▸ **Supplied passage**:

§ §

Taking it one step further, Americans can watch any of these services on their television screens.  Look at this Netflix page listing some of the devices supporting Netflix’s Internet delivery of movies and shows to your TV.  Internet access is being built directly into Wi-Fi enabled flatscreen televisions from Vizio and Sony Bravia, BluRay players, gaming consoles like the Sony Playstation and Xbox, and online TV boxes like AppleTV and Roku.

Some of these devices and services are already in millions of family’s homes  for other reasons–like video games and HD DVDs.  Otherwise, they pay for themselves–if a customer cancels the monthly cable TV bill, that  saves many hundreds of dollars each year.  That comes in handy any time, not just holiday season.

This.  Is.  Awesome.

And it’s probably why more than one-in-three Americans is considering cutting the cord on cable TV in the next five years

But for cable companies like Comcast, Time Warner Cable, and Cox, this is  … not awesome.

Cable companies would rather you not cancel your cable TV subscription and “that you pay them 70 bucks a month for maybe a lot of channels you don’t use.”  And they are used to owning your living room television.

So cable companies are beginning to sour like the Grinch.  The two largest cable companies, Comcast and Time Warner Cable, have been pressuring TV programming networks to keep their shows off the Internet.

Comcast’s COO told the New York Times that Comcast needs a model to protected its “core business,” so the Internet is not a “destroyer of wealth.” While NBC was renegotiating its carrier deal with Comcast, Hulu’s content partners (including NBC) asked Hulu to block access for Boxee users, as Boxee lets users watch Hulu on their TV screens.

In fact, the Comcast-NBC merger has been called  “a defensive move to some extent by Comcast,” as “Comcast is eager to diversify its holdings amid an encroaching threat from online video” and other sources.

Time Warner Cable’s CEO has even said, “Guess what? We do mind,” that networks put their shows online for free; and if networks continue putting shows online “we have to intervene at some point.”

§ §

[Dataset items]
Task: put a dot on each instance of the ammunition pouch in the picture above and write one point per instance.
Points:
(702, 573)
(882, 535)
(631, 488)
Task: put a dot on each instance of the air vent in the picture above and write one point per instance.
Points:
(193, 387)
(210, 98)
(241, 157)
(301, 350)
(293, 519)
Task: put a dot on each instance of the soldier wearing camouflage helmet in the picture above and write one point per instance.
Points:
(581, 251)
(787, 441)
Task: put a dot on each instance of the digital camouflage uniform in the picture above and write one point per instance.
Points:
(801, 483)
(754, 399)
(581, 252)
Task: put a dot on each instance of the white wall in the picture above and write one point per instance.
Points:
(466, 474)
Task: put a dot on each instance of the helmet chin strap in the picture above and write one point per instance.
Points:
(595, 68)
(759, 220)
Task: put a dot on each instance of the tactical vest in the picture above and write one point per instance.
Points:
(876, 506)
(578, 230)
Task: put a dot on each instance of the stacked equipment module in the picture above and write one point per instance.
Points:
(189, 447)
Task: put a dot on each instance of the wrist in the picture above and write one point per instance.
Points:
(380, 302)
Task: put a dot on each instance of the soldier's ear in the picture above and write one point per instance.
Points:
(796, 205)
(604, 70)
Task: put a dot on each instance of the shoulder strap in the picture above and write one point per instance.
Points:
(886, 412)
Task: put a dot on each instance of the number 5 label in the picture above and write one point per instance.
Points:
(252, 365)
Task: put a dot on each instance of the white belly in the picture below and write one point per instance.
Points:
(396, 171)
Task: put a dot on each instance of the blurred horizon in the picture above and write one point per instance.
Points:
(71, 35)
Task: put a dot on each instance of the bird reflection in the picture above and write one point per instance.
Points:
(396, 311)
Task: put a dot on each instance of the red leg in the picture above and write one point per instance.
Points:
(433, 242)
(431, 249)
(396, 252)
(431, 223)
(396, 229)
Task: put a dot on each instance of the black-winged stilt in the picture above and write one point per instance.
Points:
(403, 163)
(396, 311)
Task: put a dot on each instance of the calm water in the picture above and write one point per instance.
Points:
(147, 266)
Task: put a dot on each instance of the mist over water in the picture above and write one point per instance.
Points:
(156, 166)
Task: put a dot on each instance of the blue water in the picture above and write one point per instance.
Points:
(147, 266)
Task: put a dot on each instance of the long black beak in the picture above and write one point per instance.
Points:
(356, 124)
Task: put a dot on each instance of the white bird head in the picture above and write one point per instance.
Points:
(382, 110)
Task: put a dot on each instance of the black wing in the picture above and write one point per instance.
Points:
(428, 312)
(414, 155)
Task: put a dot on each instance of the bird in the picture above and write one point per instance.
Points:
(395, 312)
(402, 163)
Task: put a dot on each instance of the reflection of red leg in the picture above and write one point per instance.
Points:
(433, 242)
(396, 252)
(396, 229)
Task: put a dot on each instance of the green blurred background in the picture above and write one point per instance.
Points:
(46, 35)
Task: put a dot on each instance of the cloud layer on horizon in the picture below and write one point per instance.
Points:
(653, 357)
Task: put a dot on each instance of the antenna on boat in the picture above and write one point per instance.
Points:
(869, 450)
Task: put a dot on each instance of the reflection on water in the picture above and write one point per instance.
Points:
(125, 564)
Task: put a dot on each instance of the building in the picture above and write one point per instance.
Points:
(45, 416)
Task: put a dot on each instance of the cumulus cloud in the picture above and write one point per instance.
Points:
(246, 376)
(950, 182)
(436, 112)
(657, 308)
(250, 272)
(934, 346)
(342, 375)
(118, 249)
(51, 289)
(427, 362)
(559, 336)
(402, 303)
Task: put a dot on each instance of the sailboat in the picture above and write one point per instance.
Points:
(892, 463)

§ §

Reproduce part of the passage on cable TV and online video, starting at the words "Some of these" and stopping after the words "living room television.". The data come from a separate source and are unrelated to the passage.

▸ **Task response**:
Some of these devices and services are already in millions of family’s homes  for other reasons–like video games and HD DVDs.  Otherwise, they pay for themselves–if a customer cancels the monthly cable TV bill, that  saves many hundreds of dollars each year.  That comes in handy any time, not just holiday season.

This.  Is.  Awesome.

And it’s probably why more than one-in-three Americans is considering cutting the cord on cable TV in the next five years

But for cable companies like Comcast, Time Warner Cable, and Cox, this is  … not awesome.

Cable companies would rather you not cancel your cable TV subscription and “that you pay them 70 bucks a month for maybe a lot of channels you don’t use.”  And they are used to owning your living room television.